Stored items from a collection

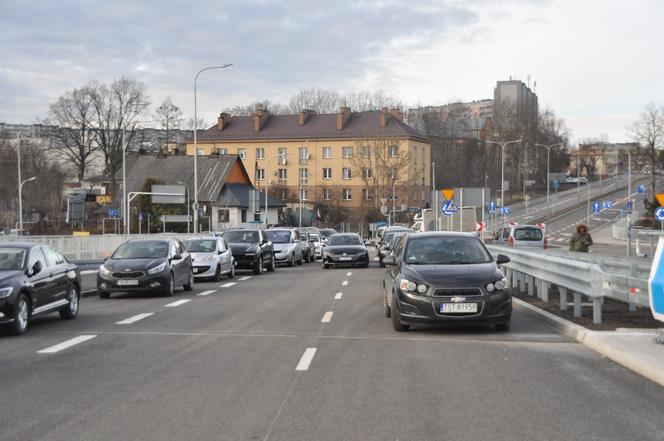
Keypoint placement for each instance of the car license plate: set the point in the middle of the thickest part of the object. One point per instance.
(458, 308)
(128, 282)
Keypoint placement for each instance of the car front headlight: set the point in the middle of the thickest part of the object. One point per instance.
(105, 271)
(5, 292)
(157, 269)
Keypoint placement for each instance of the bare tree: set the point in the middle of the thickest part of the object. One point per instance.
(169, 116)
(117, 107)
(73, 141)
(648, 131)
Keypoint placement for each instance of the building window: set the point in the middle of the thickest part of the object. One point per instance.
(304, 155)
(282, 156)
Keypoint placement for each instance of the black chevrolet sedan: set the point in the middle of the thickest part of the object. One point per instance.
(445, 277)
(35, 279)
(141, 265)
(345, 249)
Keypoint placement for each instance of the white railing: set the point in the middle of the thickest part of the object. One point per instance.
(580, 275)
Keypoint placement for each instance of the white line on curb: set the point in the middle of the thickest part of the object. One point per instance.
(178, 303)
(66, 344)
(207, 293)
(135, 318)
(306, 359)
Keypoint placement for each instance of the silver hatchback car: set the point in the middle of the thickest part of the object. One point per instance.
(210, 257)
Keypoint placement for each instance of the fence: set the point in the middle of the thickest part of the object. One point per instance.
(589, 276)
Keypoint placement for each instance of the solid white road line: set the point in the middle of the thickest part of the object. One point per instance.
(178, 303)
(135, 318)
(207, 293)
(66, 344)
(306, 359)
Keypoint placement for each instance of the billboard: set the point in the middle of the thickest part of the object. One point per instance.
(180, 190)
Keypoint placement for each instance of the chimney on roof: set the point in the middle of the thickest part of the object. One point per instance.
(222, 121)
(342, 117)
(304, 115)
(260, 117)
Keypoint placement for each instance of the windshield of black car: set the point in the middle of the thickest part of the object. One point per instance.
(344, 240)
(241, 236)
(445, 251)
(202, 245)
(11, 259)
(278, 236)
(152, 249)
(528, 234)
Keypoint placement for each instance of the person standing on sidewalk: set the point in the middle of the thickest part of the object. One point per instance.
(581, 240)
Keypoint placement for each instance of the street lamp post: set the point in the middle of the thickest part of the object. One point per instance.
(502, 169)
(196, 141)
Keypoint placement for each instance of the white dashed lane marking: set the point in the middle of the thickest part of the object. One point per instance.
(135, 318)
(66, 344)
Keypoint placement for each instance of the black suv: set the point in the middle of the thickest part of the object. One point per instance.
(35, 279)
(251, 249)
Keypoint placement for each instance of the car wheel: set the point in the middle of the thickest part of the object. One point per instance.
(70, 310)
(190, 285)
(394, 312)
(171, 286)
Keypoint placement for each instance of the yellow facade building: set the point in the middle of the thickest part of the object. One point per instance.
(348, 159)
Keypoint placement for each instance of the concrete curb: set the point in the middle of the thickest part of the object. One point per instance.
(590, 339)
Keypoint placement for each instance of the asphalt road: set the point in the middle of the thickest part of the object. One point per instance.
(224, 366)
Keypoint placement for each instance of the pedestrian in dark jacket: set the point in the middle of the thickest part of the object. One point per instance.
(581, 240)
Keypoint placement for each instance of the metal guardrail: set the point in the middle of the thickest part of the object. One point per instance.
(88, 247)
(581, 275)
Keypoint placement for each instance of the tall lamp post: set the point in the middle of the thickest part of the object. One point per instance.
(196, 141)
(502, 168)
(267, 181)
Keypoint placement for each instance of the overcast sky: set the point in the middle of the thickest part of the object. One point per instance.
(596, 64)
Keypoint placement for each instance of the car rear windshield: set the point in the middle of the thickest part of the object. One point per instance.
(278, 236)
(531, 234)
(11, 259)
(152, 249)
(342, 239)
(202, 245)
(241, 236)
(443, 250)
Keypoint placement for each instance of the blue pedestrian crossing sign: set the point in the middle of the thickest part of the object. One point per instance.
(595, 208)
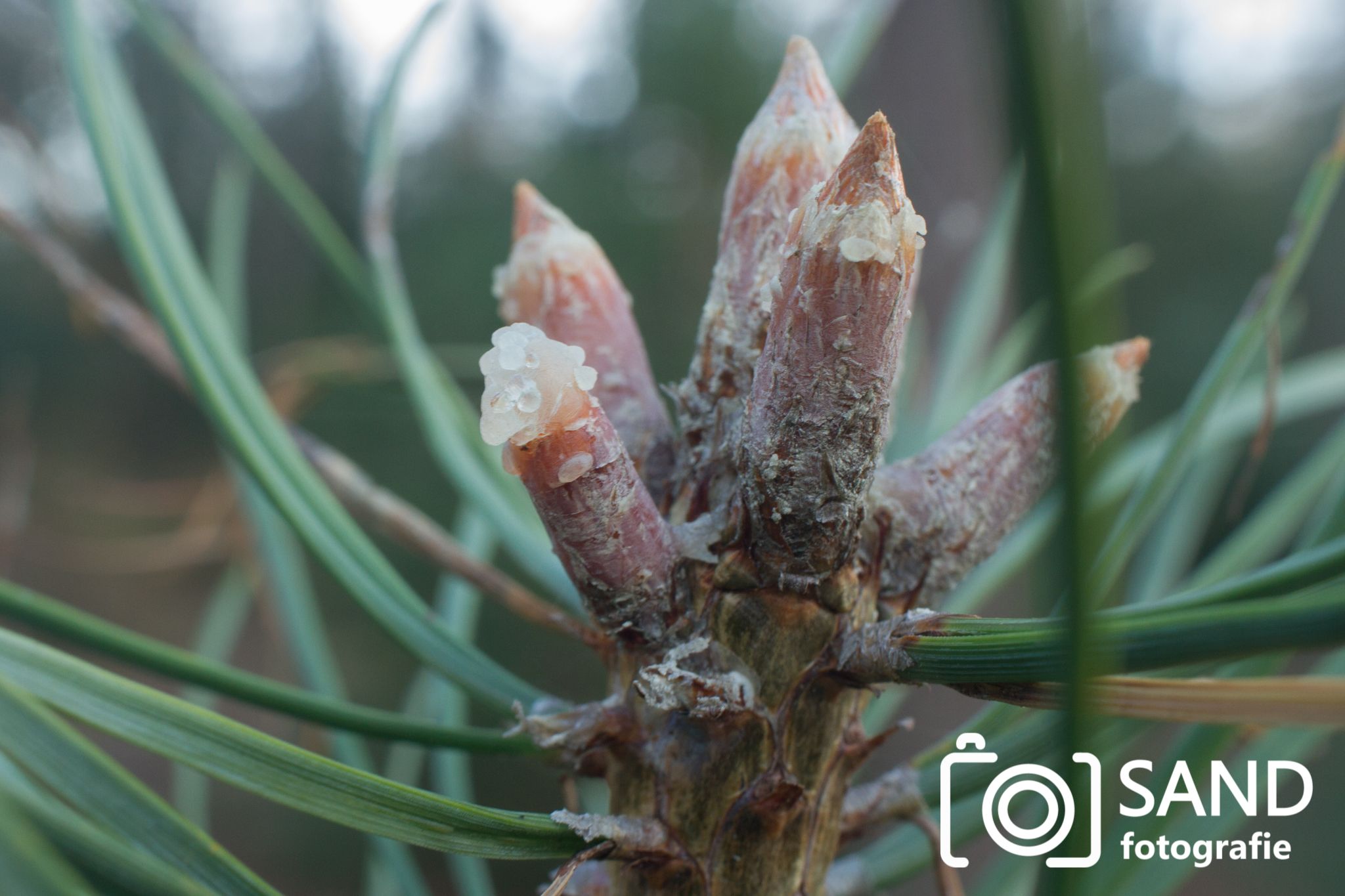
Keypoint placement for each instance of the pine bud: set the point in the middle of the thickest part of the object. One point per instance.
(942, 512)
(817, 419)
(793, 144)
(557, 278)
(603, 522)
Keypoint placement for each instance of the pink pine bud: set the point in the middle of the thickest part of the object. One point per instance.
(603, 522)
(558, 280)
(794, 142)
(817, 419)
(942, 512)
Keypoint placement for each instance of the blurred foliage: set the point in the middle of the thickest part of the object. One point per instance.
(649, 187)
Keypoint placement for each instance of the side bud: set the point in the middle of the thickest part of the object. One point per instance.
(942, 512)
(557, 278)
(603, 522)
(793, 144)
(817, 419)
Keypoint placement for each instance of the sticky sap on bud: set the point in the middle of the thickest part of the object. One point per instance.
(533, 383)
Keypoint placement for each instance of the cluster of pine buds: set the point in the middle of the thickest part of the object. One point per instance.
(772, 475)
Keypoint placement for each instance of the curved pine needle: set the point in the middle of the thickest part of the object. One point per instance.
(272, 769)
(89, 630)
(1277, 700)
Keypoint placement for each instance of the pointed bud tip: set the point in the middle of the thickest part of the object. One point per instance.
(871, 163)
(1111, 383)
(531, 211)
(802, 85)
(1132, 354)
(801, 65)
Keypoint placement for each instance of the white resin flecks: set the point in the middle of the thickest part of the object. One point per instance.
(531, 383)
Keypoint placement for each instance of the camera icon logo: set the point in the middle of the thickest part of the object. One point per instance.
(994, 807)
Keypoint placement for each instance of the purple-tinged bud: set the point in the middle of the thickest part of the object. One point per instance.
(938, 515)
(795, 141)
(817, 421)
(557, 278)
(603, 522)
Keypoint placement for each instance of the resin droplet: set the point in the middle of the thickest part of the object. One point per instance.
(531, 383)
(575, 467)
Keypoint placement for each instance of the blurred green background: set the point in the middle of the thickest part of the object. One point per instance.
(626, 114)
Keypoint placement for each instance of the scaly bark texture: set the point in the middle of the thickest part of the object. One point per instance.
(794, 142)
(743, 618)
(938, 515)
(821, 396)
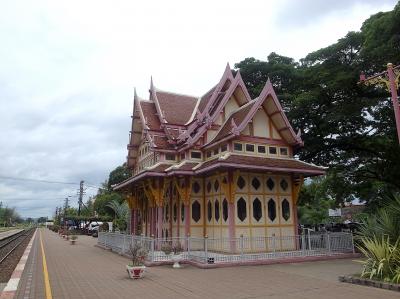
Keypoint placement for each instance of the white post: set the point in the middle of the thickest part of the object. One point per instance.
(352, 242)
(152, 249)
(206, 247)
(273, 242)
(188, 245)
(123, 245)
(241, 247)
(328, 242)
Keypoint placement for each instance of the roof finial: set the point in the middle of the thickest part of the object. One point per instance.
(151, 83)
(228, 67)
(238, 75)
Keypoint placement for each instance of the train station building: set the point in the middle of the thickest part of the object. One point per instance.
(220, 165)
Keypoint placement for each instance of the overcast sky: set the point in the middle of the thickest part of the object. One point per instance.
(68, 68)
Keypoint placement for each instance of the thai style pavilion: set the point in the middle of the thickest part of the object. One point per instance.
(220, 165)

* [ACTION ITEM] Could you output all of the entries above exactly? Leave the pictures out.

* [ANSWER SECTION]
Keypoint placement for each instance of the car license plate: set the point in the middle of the thickest part of the object. One point per instance.
(458, 308)
(128, 282)
Keypoint placement for each instance of the car front headlight: set the point in the middle of the thickest part of the object. One point per instance.
(105, 271)
(5, 292)
(157, 269)
Keypoint placement for each instance of the bare tree: set the point in the middle of the thickest part of the object. One point per instance.
(169, 116)
(117, 107)
(73, 141)
(648, 131)
Keypoint placement for each instance of the building window: set the point in the middle of the thickest part of the object. One point per instance.
(304, 155)
(282, 156)
Keypoint placement for each instance of the black chevrolet sedan: set the point in the middle of the thickest part of the object. One point per instance.
(445, 277)
(35, 279)
(141, 265)
(345, 249)
Keypoint placement for each instance of the white railing: set the point in the middle of the thickest part of the object. One point per instance.
(580, 275)
Keypoint placement for each instance of the white line on curb: set the point in the middle of the thickest part of the object. One point per instance.
(178, 303)
(66, 344)
(207, 293)
(135, 318)
(306, 359)
Keypoint placement for each instance of the silver hatchback car: set the point in the middle of the thickest part of the object. One point per instance.
(210, 257)
Keypoint placement for each instance of the fence: set the point in the middle of the thickest part of the object. One point per instance.
(589, 276)
Keypoint placement for each instance of the solid white road line: set the point in the middle of the thickest part of the object. One point per instance.
(178, 303)
(135, 318)
(207, 293)
(66, 344)
(306, 359)
Keypoint placement for each instance of the billboard: set the point in the middle of the thickest part of the object. One point per instance.
(180, 190)
Keypoint placement for each instance of the chimney on roof: set the point in the middle of the thickest part of the object. One point per instance.
(222, 121)
(342, 117)
(304, 115)
(260, 117)
Keypoint placement for each instance of the windshield of black car: set the point in the middle of the thickest part of the object. One point per instance.
(344, 240)
(241, 236)
(445, 251)
(202, 245)
(11, 259)
(278, 236)
(152, 249)
(528, 234)
Keypoint placement for each instance of the person standing on sidewalk: set the point in the middle of the thickest part of the object. One point per instance.
(581, 240)
Keypoint placement for each instance of the street lamp post: set the point in the middle of the thickest part of the object. One point per instance.
(502, 169)
(196, 141)
Keypoint placement for each instance of the white dashed lane marking: set the point in the middle of the thickest part of the object. One point per instance.
(135, 318)
(66, 344)
Keypoint placement for each instance of the black suv: set the point in the middle of the thickest part of the object. One point per instance.
(35, 279)
(251, 249)
Keypoint placement for each instance of the car wheel: set the point in the middle of the thickest part of the object. One point per instance.
(70, 310)
(190, 285)
(394, 312)
(171, 286)
Keypoint placement for each instance of the yellow facade building: set the point in the middle of the thickest part of the object. One point per instance.
(348, 159)
Keypoint placement for each instance of the concrete curb: set the point in the middle of the thickest part of the object. One point per instance.
(590, 339)
Keypoint placement for each instance of the asphalt road: set the point in the middle of the thickest part of the object. One point per instance.
(224, 366)
Keypoint placement for each instance of the pedestrian in dark jacket: set the point in the middle of the thickest part of the object. One point per instance.
(581, 240)
Keypoint placement for each instance of the metal guardrail: set the point in the middle of the thickest part of the object. One point per instance.
(88, 247)
(581, 275)
Keypoint placement for each instance of the tall lamp post: set the point in the middle of the thickest part of the object. One point per instance.
(196, 141)
(502, 168)
(267, 181)
Keypoint placement for each instance of the overcast sky: set the point in the middle of the thickest part of the object. One point per instance.
(596, 64)
Keypoint placement for each instance of the car rear windshield: set the point in the middle of the thickest part of the object. One point per instance.
(278, 236)
(531, 234)
(11, 259)
(152, 249)
(342, 239)
(202, 245)
(241, 236)
(443, 250)
Keypoint placement for each instance of the blue pedestrian crossing sign: set the point in the middle of the thickest part of the object. One point per instance.
(595, 208)
Keypoint placement for each instance of the pine bud: set the point in the middle of the thickest part of the object. One point per instance.
(942, 512)
(817, 419)
(793, 144)
(557, 278)
(603, 522)
Keypoint placement for each instance of the pink pine bud: set the point in the middle of the thickest part of the object. One point per instance.
(603, 522)
(558, 280)
(794, 142)
(817, 419)
(942, 512)
Keypoint placement for each instance of the blurred foliage: set the point in the middle of the thickest part of the object. One point per instance.
(649, 187)
Keypoint placement for each instance of the side bud: set the point in the middle of the thickest part of the object. One point per instance.
(942, 512)
(557, 278)
(603, 522)
(793, 144)
(817, 419)
Keypoint placement for each instance of the sticky sap on bud: set the point in the middle of the thickest part of the object. One point per instance.
(533, 383)
Keypoint placement for each instance of the cluster of pine buds: set the point in the middle of the thickest part of the object. One point per instance.
(772, 475)
Keypoint placement for each instance of the curved pine needle: set the point in the middle of the thickest part of the object. One point per instance.
(272, 769)
(89, 630)
(1277, 700)
Keypoint placement for each instance of the pointed bud tip: set the point in the middle of the thickest part of the object. One point per instance.
(871, 163)
(1111, 383)
(531, 211)
(802, 85)
(1132, 354)
(801, 65)
Keypoint placement for each instance of the white resin flecks: set the point in the middle of the thickest part of the object. One point per instance.
(531, 383)
Keypoint placement for each instance of the camera icon logo: set the point in the middle of the thickest part of the object. One point per instance.
(994, 807)
Keypoint placement for each instance of the purple-tinged bud: set the point in the middle of the thickest part of the object. One point per instance.
(938, 515)
(795, 141)
(817, 421)
(557, 278)
(603, 522)
Keypoint placement for each instance of the resin droplet: set the point in the middle of the thickest part of the object. One point per instance.
(531, 383)
(575, 467)
Keypoint placement for each instance of the blurred green background: set the point in the middle of the thickest part of the object. One point per instance.
(626, 114)
Keypoint placement for each instance of the scaly bark texture: set the point in the middle of the thickest part of the object. One point per instance.
(794, 142)
(743, 618)
(938, 515)
(821, 396)
Keypoint placement for each instance of the white post: set the point in the middle of the thickest part of the object. One point per instance.
(352, 242)
(152, 249)
(206, 247)
(273, 242)
(188, 245)
(123, 245)
(241, 247)
(328, 242)
Keypoint placement for each instance of the roof finial: set the point in the middle of the thickest part of the object. One point per instance.
(151, 83)
(228, 67)
(238, 75)
Keypoint placement for each instance of the train station building: set the point in the middle of the thickest part of the object. One point per instance.
(220, 165)
Keypoint placement for each instance of the overcast sky: set the point in the middle of the thickest part of the object. One point per instance.
(68, 68)
Keypoint placement for each instance of the thai style pavilion: set the point in the middle of the thickest part of the object. One point per instance.
(220, 165)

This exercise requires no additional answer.